● AIM OF THE EXERCISE:
Nothing below is to be printed except the lines between the line holding "Target: front tire" and the line holding "Target: front alloy wheel", inclusive, each exactly as it appears.

● PROVIDED ENTRIES:
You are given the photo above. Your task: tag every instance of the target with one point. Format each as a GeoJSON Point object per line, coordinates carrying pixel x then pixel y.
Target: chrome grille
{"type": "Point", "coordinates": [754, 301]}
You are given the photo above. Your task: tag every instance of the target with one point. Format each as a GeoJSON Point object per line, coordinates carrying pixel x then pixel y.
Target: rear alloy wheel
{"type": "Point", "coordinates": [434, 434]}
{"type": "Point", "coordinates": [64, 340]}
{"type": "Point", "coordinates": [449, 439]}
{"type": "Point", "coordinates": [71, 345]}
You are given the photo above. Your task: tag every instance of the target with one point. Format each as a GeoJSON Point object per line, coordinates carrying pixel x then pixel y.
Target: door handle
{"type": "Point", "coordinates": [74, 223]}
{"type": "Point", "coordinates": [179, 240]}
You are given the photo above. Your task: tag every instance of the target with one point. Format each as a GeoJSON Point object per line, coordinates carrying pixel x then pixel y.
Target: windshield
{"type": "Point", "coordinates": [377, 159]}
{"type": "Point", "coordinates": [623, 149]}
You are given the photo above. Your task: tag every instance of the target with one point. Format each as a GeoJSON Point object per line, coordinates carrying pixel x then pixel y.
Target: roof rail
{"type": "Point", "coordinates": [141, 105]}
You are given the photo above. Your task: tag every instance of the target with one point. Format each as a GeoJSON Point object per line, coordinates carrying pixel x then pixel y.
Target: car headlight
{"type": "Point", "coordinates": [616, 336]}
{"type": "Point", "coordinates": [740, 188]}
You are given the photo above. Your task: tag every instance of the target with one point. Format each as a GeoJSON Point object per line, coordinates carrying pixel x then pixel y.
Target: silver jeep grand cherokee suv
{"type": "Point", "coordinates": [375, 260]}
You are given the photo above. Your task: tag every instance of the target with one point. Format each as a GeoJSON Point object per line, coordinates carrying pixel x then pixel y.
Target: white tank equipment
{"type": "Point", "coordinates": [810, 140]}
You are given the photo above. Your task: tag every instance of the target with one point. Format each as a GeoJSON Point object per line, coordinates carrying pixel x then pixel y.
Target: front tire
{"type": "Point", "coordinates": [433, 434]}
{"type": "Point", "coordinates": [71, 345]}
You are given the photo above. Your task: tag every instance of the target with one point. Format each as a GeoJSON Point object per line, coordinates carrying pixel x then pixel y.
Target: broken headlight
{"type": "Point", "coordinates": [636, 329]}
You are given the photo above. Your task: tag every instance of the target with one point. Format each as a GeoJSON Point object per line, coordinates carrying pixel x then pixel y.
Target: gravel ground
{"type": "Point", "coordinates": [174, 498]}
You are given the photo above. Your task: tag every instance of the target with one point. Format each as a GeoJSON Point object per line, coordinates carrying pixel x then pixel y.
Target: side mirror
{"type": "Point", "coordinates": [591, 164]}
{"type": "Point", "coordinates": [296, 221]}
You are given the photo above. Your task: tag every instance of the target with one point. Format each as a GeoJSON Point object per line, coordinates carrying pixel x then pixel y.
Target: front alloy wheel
==
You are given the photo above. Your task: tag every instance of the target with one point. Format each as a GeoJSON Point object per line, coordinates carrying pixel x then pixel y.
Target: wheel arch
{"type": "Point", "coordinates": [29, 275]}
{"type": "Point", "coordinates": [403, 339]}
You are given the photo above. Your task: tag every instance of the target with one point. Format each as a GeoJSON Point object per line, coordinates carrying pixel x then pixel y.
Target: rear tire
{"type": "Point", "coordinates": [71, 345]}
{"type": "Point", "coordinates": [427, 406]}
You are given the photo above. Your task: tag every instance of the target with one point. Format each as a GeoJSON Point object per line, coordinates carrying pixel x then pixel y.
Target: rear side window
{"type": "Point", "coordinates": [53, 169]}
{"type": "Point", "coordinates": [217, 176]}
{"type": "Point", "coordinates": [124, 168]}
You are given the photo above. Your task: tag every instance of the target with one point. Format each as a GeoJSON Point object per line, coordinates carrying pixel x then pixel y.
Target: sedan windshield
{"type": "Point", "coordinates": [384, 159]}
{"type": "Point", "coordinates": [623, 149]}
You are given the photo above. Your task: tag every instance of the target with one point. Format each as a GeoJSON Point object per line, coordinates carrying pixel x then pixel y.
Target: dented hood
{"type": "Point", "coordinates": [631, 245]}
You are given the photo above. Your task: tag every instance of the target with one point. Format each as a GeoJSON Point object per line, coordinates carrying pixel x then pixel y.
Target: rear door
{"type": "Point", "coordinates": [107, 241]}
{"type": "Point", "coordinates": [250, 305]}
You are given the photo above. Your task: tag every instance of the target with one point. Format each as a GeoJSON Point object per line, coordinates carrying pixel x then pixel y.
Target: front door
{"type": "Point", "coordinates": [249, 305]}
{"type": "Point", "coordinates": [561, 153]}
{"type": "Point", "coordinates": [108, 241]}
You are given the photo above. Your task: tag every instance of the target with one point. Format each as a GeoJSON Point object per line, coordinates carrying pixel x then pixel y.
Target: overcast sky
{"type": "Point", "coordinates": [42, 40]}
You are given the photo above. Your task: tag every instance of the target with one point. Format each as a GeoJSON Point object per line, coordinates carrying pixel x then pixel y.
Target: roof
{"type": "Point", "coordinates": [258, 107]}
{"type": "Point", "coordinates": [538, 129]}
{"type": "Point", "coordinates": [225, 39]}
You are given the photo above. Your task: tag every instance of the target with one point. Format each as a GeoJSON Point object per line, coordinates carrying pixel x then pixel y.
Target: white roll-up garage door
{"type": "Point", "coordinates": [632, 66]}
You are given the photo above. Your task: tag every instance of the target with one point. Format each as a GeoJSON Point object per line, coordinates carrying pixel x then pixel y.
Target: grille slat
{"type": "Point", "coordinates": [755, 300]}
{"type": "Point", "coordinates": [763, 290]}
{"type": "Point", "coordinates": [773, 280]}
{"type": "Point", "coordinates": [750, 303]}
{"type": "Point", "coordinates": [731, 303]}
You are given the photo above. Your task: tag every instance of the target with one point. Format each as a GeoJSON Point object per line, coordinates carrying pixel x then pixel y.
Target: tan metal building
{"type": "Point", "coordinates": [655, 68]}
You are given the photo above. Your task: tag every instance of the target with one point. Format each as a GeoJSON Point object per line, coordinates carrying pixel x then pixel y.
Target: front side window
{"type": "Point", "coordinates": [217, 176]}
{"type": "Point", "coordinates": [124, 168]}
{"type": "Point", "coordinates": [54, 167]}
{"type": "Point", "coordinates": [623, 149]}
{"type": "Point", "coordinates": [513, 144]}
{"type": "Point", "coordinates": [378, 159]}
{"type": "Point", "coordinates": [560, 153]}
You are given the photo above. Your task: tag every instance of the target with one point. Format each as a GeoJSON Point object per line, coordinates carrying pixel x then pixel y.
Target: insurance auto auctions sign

● TASK OUTPUT:
Target: front tire
{"type": "Point", "coordinates": [433, 434]}
{"type": "Point", "coordinates": [71, 345]}
You are given the photo above. Your task: tag every instance of the target with one point. Format each as a GeoJSON Point object per line, coordinates carrying pixel x then pixel y.
Target: broken headlight
{"type": "Point", "coordinates": [636, 329]}
You are given the photo above. Your task: tag every instance of the target with one point. Format each as a GeoJSON Point object per line, coordinates carrying pixel x then pixel y.
Target: gravel ground
{"type": "Point", "coordinates": [174, 498]}
You are given the photo above. Your task: tag every instance of the target with one point. Format each as a GeoJSON Point object per line, coordinates carrying pixel x then pixel y.
Target: side mirror
{"type": "Point", "coordinates": [591, 164]}
{"type": "Point", "coordinates": [296, 221]}
You are given the photo above. Your task: tag every instance of the target with one point. Format each as a GeoJSON Point object per line, coordinates carrying pixel x then pixel y.
Target: front alloy wheel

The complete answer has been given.